*Given request*
Gather every line of the records that contains the word "olive", with case counting.

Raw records
_____

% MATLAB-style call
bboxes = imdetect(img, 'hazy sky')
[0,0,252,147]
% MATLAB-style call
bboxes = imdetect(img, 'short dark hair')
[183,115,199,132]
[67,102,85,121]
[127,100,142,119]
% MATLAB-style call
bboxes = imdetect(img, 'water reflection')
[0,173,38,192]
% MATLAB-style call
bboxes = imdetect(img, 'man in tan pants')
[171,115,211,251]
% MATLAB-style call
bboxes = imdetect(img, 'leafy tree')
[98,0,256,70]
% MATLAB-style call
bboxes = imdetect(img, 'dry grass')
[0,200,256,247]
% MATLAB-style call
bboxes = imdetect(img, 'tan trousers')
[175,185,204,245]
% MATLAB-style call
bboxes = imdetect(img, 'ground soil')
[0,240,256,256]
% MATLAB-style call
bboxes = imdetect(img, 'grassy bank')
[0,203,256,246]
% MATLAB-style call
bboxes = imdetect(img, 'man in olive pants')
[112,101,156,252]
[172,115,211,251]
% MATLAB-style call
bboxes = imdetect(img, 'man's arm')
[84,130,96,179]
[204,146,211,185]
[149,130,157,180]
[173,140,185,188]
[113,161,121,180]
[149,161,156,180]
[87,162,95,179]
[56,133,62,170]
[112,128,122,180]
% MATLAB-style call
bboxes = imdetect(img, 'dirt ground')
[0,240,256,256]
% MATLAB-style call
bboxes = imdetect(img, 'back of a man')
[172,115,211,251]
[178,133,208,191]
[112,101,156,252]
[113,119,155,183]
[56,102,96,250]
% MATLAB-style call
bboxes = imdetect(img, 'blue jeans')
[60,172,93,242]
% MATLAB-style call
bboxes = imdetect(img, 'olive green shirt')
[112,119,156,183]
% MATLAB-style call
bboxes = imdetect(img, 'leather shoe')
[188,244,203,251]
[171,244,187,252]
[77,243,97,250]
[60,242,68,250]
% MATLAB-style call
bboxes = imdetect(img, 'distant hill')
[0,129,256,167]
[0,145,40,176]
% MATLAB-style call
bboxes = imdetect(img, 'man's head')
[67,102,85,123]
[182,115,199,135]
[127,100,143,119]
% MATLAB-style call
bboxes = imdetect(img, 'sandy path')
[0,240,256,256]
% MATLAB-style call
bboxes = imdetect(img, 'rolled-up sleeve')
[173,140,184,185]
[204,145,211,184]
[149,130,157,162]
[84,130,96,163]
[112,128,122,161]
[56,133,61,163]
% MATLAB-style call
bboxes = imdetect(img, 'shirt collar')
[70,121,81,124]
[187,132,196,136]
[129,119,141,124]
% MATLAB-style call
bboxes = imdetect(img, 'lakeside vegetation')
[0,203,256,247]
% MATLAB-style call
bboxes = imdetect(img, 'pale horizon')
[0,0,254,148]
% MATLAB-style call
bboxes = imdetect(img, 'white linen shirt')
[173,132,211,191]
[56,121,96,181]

_____

*Solution to the exercise*
bboxes = imdetect(img, 'man in olive pants')
bboxes = imdetect(img, 'olive green shirt')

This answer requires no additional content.